● **DOCUMENT EXCERPT**:
----
According to the recently released 2021 World Health Statistics report, women around the world can live an average of five years longer than men, but when it comes to healthy life expectancy, that benefit shrinks to less than half at 2.4 years. The data also shows that the global average difference between life expectancy and healthy life expectancy is around nine years, which means that while life expectancy might be high, it has not been healthy for the past nine years.
Many health professionals have expressed concern that health and medical research has focused too much on extending life rather than living healthier lives by slowing aging to improve the quality of old age. This is most important in the 30 or so countries with a life expectancy of 80 years or more. They saw a small improvement in life expectancy over the 2012-19 period, but healthy life expectancy either stagnated or even declined.
However, in less developed countries that are still struggling to increase life expectancy, improvements in life expectancy and healthy life expectancy appear to be keeping pace. In fact, several countries have seen better improvements in healthy life expectancy than life expectancy.
----
● **STORED DATA**:
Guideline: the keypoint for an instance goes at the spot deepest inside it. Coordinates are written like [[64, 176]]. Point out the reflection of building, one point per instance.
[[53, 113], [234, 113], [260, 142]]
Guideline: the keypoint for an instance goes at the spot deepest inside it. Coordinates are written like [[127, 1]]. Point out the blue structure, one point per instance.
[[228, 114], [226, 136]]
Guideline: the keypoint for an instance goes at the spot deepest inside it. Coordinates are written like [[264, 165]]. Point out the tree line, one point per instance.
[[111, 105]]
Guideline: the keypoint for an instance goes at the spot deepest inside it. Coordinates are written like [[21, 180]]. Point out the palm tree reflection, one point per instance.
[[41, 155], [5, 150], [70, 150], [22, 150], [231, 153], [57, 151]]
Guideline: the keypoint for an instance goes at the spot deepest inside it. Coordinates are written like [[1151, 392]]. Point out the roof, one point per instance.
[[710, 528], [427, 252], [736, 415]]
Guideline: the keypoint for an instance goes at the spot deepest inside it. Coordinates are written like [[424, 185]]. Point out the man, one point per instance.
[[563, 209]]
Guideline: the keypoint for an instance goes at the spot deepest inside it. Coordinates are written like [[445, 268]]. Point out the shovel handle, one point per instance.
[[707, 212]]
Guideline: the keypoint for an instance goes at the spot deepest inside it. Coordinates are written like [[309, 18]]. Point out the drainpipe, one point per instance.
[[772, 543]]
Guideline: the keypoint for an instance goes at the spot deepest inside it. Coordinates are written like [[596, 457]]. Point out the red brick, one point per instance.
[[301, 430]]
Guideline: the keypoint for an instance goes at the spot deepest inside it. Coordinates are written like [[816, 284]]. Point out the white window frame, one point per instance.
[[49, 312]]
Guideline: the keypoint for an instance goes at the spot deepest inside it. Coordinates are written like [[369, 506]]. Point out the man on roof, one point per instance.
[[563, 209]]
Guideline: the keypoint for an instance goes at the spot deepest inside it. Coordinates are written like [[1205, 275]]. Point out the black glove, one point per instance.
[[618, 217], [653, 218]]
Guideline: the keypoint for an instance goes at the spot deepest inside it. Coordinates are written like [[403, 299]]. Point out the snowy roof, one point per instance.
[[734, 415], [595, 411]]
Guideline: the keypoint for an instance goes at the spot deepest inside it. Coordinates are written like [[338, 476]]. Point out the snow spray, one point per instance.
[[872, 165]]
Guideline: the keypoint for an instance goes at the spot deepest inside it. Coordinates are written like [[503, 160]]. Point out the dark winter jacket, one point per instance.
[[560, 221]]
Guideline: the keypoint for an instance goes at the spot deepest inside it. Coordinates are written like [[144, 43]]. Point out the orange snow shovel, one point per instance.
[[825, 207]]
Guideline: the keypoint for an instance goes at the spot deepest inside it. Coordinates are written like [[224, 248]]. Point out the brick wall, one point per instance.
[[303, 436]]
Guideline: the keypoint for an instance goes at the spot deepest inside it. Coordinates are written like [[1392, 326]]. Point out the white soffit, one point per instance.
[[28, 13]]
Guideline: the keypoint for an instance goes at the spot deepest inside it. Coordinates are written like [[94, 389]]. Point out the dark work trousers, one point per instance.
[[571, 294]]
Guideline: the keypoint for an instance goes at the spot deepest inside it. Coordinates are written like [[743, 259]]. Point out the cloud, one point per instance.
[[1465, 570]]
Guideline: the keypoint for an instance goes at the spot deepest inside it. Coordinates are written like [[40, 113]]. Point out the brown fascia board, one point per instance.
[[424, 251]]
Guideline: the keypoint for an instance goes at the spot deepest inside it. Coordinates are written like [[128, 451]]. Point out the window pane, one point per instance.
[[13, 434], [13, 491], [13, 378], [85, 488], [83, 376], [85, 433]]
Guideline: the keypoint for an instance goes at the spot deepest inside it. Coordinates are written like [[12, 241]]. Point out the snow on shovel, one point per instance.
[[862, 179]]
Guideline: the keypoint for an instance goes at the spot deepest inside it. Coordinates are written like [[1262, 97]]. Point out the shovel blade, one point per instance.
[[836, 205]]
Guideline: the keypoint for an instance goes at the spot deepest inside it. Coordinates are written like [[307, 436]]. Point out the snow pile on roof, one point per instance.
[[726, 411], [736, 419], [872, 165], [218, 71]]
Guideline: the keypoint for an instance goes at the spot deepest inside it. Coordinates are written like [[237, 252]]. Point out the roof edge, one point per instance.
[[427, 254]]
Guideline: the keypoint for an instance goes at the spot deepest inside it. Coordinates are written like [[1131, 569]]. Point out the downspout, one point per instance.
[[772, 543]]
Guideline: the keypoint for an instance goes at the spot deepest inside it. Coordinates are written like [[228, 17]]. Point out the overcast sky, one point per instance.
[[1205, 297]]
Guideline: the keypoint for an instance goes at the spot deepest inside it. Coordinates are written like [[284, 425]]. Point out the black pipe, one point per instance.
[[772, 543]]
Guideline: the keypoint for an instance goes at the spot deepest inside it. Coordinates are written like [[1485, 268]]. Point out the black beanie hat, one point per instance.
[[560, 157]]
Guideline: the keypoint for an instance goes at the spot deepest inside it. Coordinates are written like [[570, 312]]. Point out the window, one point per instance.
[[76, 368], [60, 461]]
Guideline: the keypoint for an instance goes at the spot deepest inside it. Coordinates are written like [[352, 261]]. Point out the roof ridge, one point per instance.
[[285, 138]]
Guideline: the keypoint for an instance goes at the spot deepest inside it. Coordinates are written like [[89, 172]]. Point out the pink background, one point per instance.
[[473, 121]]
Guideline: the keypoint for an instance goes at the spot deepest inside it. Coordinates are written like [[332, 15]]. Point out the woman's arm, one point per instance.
----
● **TASK SET**:
(A) Print the stretch of the health statistics excerpt from "According to the" through "past nine years.".
(B) According to the health statistics excerpt, how many more years do women live on average than men worldwide?
(C) Render this sentence from the health statistics excerpt in Spanish: "In fact, several countries have seen better improvements in healthy life expectancy than life expectancy."
The material comes from a separate source.

● **SOLUTIONS BELOW**:
(A)
According to the recently released 2021 World Health Statistics report, women around the world can live an average of five years longer than men, but when it comes to healthy life expectancy, that benefit shrinks to less than half at 2.4 years. The data also shows that the global average difference between life expectancy and healthy life expectancy is around nine years, which means that while life expectancy might be high, it has not been healthy for the past nine years.

(B) Five years.

(C) De hecho, varios países han visto mejoras mayores en la esperanza de vida saludable que en la esperanza de vida.